Do this
Find every line in the material below that contains the word "window", and copy each of those lines.

Records to use

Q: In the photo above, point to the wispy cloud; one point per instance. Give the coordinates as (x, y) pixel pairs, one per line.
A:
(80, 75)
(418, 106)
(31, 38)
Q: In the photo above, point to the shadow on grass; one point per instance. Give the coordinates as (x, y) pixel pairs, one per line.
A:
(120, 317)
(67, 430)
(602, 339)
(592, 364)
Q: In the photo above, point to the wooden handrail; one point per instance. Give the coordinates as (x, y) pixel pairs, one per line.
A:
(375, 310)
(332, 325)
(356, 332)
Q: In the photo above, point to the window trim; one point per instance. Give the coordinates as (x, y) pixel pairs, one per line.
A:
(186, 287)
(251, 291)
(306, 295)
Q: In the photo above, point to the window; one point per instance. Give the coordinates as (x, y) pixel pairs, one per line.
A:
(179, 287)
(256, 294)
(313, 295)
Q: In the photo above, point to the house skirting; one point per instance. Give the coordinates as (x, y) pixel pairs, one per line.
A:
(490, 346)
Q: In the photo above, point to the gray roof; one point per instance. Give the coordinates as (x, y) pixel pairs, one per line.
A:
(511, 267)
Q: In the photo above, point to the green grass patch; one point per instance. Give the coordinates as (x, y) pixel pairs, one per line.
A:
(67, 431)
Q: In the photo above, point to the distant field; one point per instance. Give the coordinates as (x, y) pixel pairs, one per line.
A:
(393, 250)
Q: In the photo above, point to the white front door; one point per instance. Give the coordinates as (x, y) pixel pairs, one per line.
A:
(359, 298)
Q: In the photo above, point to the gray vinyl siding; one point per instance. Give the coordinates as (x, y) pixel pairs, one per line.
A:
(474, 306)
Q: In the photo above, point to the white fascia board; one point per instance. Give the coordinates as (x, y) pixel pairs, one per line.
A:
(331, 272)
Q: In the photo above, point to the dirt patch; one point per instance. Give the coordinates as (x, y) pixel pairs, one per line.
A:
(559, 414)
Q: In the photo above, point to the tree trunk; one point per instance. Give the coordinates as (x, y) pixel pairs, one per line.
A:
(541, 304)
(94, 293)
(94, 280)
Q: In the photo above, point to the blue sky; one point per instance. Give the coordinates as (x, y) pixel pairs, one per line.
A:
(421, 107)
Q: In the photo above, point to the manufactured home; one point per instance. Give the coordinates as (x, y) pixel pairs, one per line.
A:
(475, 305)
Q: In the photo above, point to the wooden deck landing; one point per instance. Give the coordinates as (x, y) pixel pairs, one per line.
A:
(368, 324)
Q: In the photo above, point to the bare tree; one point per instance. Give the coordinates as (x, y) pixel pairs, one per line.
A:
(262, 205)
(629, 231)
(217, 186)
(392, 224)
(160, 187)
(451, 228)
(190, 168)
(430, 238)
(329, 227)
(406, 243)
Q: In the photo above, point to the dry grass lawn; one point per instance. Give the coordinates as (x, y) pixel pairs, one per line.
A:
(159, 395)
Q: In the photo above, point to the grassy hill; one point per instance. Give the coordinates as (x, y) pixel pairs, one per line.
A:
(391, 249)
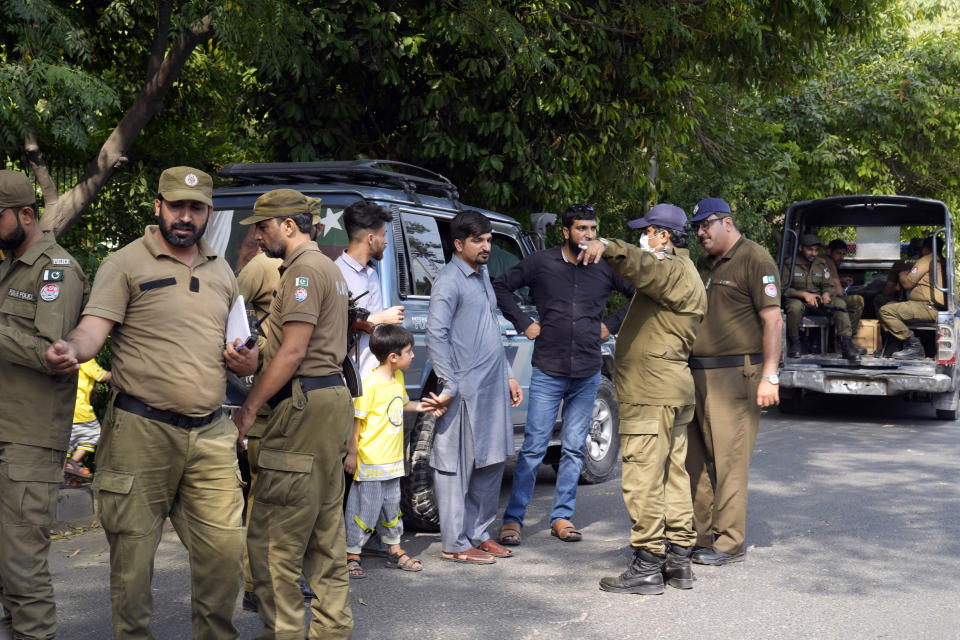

Answer
Q: In the photo above, point to the window trim; one point per instance. Give the coordinates as (x, y) pixel pairs, one per line.
Q: In the photo above, point to the window; one point per instance. Give the coordinates as (x, y) pixel pairs, one per line.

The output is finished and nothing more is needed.